▶ JOB: Resume the passage on feature sets for predicting house prices, continuing it from its last line.

▶ TEXT PASSAGE:
>> start
After 65 iterations, the feature set with the lowest root-mean-square logarithmic
error using out-of-bag samples for prediction is the following:

 [1] "LotArea"         "OverallQual"     "OverallCond"     "YearBuilt"      
 [5] "YearRemodAdd"    "BsmtFinSF1"      "BsmtUnfSF"       "TotalBsmtSF"    
 [9] "FirstFlrSF"      "SecondFlrSF"     "GrLivArea"       "BsmtFullBath"   
[13] "FullBath"        "HalfBath"        "BedroomAbvGr"    "TotRmsAbvGrd"   
[17] "Fireplaces"      "GarageYrBlt"     "GarageCars"      "GarageArea"     
[21] "OpenPorchSF"     "MSSubClassNum"   "MSZoningNum"     "NeighborhoodNum"
[25] "HouseStyleNum"   "Exterior1stNum"  "Exterior2ndNum"  "ExterQualNum"   
[29] "BsmtQualNum"     "BsmtCondNum"     "BsmtExposureNum" "BsmtFinType1Num"
[33] "HeatingQCNum"    "CentralAirNum"   "KitchenQualNum"  "FireplaceQuNum" 
[37] "GarageTypeNum"   "GarageFinishNum"


A second feature set that will be tested is obtained from the multilinear model,
with the dummy variable NoBasement excluded:

 [1] "OverallQual"      "GrLivArea"        "NeighborhoodNum"  "BsmtFinSF1"      
 [5] "GarageArea"       "OverallCond"      "YearBuilt"        "TotalBsmtSF"     
 [9] "MSZoningNum"      "Fireplaces"       "LotArea"          "SaleConditionNum"
[13] "BldgTypeNum"      "Condition1Num"    "BsmtExposureNum"  "KitchenQualNum"
>> end
▶ COLLECTED MATERIAL:
>> start
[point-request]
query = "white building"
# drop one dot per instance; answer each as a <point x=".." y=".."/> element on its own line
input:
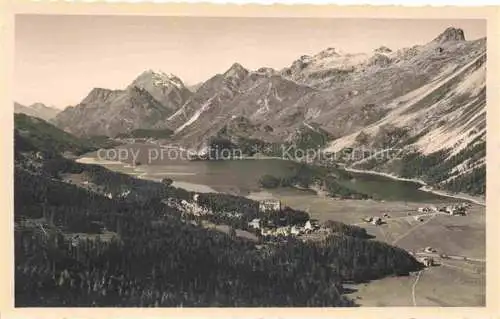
>> end
▶ OUTPUT:
[17] "FunctionalNum"    "CentralAirNum"    "ScreenPorch"      "GarageCondNum"   
[21] "WoodDeckSF"       "HeatingQCNum"     "BsmtQualNum"      "BsmtFullBath"    

4.2 Tune the model

Summary

Perform a grid search to tune the hyperparameters mtry and nodesize for each of the two feature sets.

Outcome

tune_rf_model <- function(predictors, nodesizes = NULL) {
    number_of_features <- length(predictors)
    default_mtry <- as.integer(number_of_features / 3)
    mtry_range <- seq(default_mtry - 5, default_mtry + 5)
    if (is.null(nodesizes)) {
        nodesizes <- c(3, 5, 10)
    }

    errors <- matrix(nrow = length(mtry_range),
                     ncol = length(nodesizes))
    rownames(errors) <- mtry_range
    colnames(errors) <- nodesizes

    for (nodesize_index in seq_along(nodesizes)) {
        nodesize <- nodesizes[nodesize_index]
        cat('\nTesting nodesize = ', nodesize, '.\n\n', sep = '')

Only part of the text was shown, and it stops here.